• WORK TASK
Retype, exactly and completely, the listing that comes next, skipping its images.
DATA FOR THE TASK Start Marker
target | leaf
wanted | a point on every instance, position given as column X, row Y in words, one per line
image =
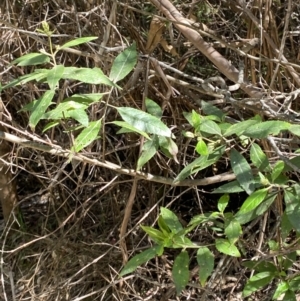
column 231, row 187
column 180, row 271
column 205, row 259
column 123, row 63
column 210, row 127
column 226, row 247
column 201, row 148
column 257, row 282
column 144, row 121
column 128, row 128
column 209, row 109
column 39, row 108
column 77, row 41
column 259, row 158
column 153, row 108
column 54, row 75
column 200, row 164
column 264, row 129
column 223, row 202
column 139, row 259
column 242, row 170
column 87, row 136
column 292, row 209
column 149, row 150
column 253, row 201
column 31, row 59
column 171, row 220
column 87, row 75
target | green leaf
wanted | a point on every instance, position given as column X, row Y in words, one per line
column 87, row 136
column 277, row 170
column 139, row 259
column 257, row 282
column 226, row 247
column 253, row 201
column 205, row 259
column 233, row 231
column 231, row 187
column 31, row 59
column 223, row 202
column 54, row 75
column 239, row 128
column 242, row 170
column 39, row 108
column 201, row 148
column 87, row 75
column 171, row 220
column 264, row 129
column 258, row 158
column 180, row 271
column 210, row 127
column 77, row 41
column 200, row 163
column 153, row 108
column 124, row 63
column 292, row 209
column 209, row 109
column 144, row 121
column 149, row 150
column 128, row 128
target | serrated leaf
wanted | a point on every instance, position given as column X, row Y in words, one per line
column 87, row 75
column 253, row 201
column 264, row 129
column 31, row 59
column 149, row 150
column 201, row 148
column 39, row 108
column 139, row 259
column 223, row 202
column 87, row 136
column 200, row 163
column 153, row 108
column 54, row 75
column 171, row 220
column 259, row 158
column 180, row 271
column 242, row 170
column 77, row 41
column 226, row 247
column 123, row 63
column 144, row 121
column 257, row 282
column 205, row 259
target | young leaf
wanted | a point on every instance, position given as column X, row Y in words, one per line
column 39, row 108
column 31, row 59
column 87, row 136
column 242, row 170
column 153, row 108
column 253, row 201
column 205, row 259
column 144, row 121
column 264, row 129
column 77, row 41
column 54, row 75
column 139, row 259
column 258, row 158
column 171, row 220
column 123, row 63
column 180, row 271
column 257, row 282
column 226, row 247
DATA FOR THE TASK End Marker
• REPLY
target | leaf
wanted | a point on every instance, position given as column X, row Y in words, one per line
image =
column 231, row 187
column 180, row 271
column 205, row 259
column 123, row 63
column 210, row 127
column 226, row 247
column 201, row 148
column 257, row 282
column 144, row 121
column 128, row 128
column 209, row 109
column 39, row 108
column 77, row 41
column 259, row 158
column 153, row 108
column 54, row 75
column 200, row 164
column 264, row 129
column 223, row 202
column 139, row 259
column 242, row 170
column 87, row 136
column 292, row 209
column 149, row 150
column 253, row 201
column 31, row 59
column 171, row 220
column 87, row 75
target | green leaf
wanted | a point on every instance, position given as column X, row Y in words, one per line
column 87, row 136
column 277, row 170
column 139, row 259
column 257, row 282
column 226, row 247
column 253, row 201
column 205, row 259
column 233, row 231
column 231, row 187
column 31, row 59
column 223, row 202
column 54, row 75
column 239, row 128
column 242, row 170
column 39, row 108
column 201, row 148
column 87, row 75
column 171, row 220
column 264, row 129
column 258, row 158
column 180, row 271
column 210, row 127
column 77, row 41
column 200, row 163
column 153, row 108
column 124, row 63
column 292, row 209
column 209, row 109
column 144, row 121
column 149, row 150
column 128, row 128
target | serrated leaf
wanted | a point on every instance, position given as column X, row Y in words, one per line
column 87, row 75
column 253, row 201
column 264, row 129
column 31, row 59
column 149, row 150
column 201, row 148
column 39, row 108
column 139, row 259
column 223, row 202
column 87, row 136
column 200, row 163
column 153, row 108
column 54, row 75
column 171, row 220
column 259, row 158
column 180, row 271
column 242, row 170
column 77, row 41
column 226, row 247
column 123, row 63
column 144, row 121
column 257, row 282
column 205, row 259
target | young leaf
wanted | a point on every instance, position given as column X, row Y in words, one per line
column 39, row 108
column 31, row 59
column 87, row 136
column 242, row 170
column 153, row 108
column 253, row 201
column 205, row 259
column 144, row 121
column 264, row 129
column 77, row 41
column 54, row 75
column 139, row 259
column 258, row 158
column 171, row 220
column 123, row 63
column 180, row 271
column 257, row 282
column 226, row 247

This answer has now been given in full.